**Written problem**. Please set down every listing below line for line, reproducing each character without any change.

____ Information given

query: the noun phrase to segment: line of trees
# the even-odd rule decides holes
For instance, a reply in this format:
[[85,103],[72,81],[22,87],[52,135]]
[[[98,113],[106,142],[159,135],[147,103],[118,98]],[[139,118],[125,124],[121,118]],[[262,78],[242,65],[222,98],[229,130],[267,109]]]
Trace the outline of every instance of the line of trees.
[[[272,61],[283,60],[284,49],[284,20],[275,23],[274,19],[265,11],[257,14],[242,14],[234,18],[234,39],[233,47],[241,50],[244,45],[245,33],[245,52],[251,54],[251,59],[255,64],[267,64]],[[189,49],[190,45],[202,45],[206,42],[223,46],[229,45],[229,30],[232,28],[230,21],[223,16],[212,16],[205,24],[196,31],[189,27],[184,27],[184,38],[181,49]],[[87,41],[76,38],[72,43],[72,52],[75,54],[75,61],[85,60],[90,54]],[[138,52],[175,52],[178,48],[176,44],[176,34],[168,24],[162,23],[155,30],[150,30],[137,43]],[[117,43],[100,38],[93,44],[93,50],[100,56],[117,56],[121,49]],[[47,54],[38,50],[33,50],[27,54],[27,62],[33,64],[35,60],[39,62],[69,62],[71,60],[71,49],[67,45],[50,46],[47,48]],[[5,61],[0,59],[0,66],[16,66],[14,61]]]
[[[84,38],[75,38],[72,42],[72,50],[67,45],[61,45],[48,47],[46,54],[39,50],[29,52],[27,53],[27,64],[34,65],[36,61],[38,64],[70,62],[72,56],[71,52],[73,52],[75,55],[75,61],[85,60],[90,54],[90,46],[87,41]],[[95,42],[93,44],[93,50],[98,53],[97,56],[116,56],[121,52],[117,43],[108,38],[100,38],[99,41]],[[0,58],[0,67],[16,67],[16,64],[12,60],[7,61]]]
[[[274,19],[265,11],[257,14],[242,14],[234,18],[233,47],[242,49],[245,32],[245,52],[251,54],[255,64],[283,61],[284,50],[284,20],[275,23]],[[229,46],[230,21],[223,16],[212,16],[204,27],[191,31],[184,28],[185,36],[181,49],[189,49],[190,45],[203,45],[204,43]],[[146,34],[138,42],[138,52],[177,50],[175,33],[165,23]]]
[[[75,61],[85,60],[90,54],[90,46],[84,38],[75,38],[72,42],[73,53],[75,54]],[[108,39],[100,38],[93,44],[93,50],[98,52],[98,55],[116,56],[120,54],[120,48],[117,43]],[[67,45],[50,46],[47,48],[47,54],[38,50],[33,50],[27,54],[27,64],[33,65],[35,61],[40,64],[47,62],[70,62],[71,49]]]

________

**Output of the exercise**.
query: the noun phrase to segment: line of trees
# the even-odd rule decides holes
For instance, a reply in this format:
[[85,103],[72,81],[22,87],[52,135]]
[[[98,113],[106,142],[159,135],[147,103],[118,98]],[[139,118],[125,124],[121,118]],[[262,78],[242,65],[222,98],[229,130],[267,109]]]
Trace the outline of every instance of the line of trees.
[[[272,61],[283,60],[284,49],[284,20],[275,23],[274,19],[265,11],[257,14],[242,14],[234,18],[234,39],[233,47],[241,50],[244,45],[245,33],[245,52],[251,54],[251,59],[255,64],[267,64]],[[189,49],[190,45],[202,45],[206,42],[223,46],[229,45],[229,30],[232,28],[230,21],[223,16],[212,16],[205,24],[196,31],[189,27],[184,27],[184,38],[181,49]],[[87,41],[76,38],[72,43],[72,52],[75,54],[75,61],[85,60],[90,54]],[[138,52],[175,52],[178,48],[176,44],[176,34],[168,24],[162,23],[155,30],[150,30],[137,43]],[[117,43],[100,38],[93,44],[93,50],[100,56],[117,56],[121,49]],[[47,54],[38,50],[33,50],[27,54],[27,62],[33,64],[35,60],[39,62],[69,62],[71,60],[71,49],[67,45],[50,46],[47,48]],[[5,61],[0,59],[0,66],[16,66],[14,61]]]
[[[84,38],[75,38],[72,42],[72,50],[67,45],[61,45],[48,47],[46,54],[39,50],[29,52],[27,53],[27,64],[34,65],[36,61],[38,64],[70,62],[72,56],[71,52],[73,52],[75,55],[75,61],[85,60],[90,54],[90,46],[87,41]],[[95,42],[93,44],[93,50],[98,53],[97,56],[116,56],[121,52],[117,43],[108,38],[100,38],[99,41]],[[0,58],[0,67],[16,67],[16,64],[12,60],[7,61]]]
[[[274,19],[265,11],[257,14],[242,14],[234,18],[233,47],[242,49],[245,32],[245,52],[251,54],[255,64],[283,61],[284,50],[284,20],[275,23]],[[229,46],[230,21],[223,16],[212,16],[204,27],[191,31],[184,28],[185,36],[181,49],[189,49],[190,45],[203,45],[204,43]],[[146,34],[138,42],[138,52],[177,50],[175,33],[165,23]]]
[[[75,61],[85,60],[90,54],[90,46],[84,38],[75,38],[72,42],[73,53],[75,54]],[[108,39],[100,38],[93,44],[93,50],[98,52],[98,55],[116,56],[120,54],[120,48],[117,43]],[[67,45],[50,46],[47,48],[47,54],[38,50],[33,50],[27,54],[27,64],[33,65],[35,61],[40,64],[47,62],[70,62],[71,49]]]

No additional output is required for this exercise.